>> Begin PASSAGE TO READ
Coup? The leadership has total command of the military, yes? Isn’t he very popular? How about terrorism? Haven’t the terrorists been quashed? Haven’t they been relegated to the countryside? Or has “very dangerous times ahead” been used to justify the conditioning of the public’s mindset for possible imposition of martial law? Or have “very dangerous times ahead” been used to divert the public’s attention on the controversial fishing boat collision involving the Chinese at the West Philippine Sea?

Even more, have there been undisclosed reasons to prompt the leadership to utter such dour forecast?

Phisix: Skewed Distribution a Product of Manipulation

Last week, I wrote

Share prices of BDO, the biggest market cap bank, has been forcibly pushed upwards (through marking the close) in many of the recent sessions. Such actions appear to be designed to inspire bank issues to participate in the quest to redeem the sector's zenith in January 2018, as well as to propagate the PhiSYx back to the record high of 9,058.
>> End PASSAGE TO READ
>> Begin RECORDS SUPPLIED
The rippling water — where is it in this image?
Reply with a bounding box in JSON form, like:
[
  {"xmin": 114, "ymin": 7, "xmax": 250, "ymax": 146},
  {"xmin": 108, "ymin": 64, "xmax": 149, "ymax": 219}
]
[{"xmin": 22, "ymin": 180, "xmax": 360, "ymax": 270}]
>> End RECORDS SUPPLIED
- _WRITTEN REQUEST_
Transcribe the commentary above word for word, from "Share prices of" to "high of 9,058.".

- _ANSWER FOR THIS EXERCISE_
Share prices of BDO, the biggest market cap bank, has been forcibly pushed upwards (through marking the close) in many of the recent sessions. Such actions appear to be designed to inspire bank issues to participate in the quest to redeem the sector's zenith in January 2018, as well as to propagate the PhiSYx back to the record high of 9,058.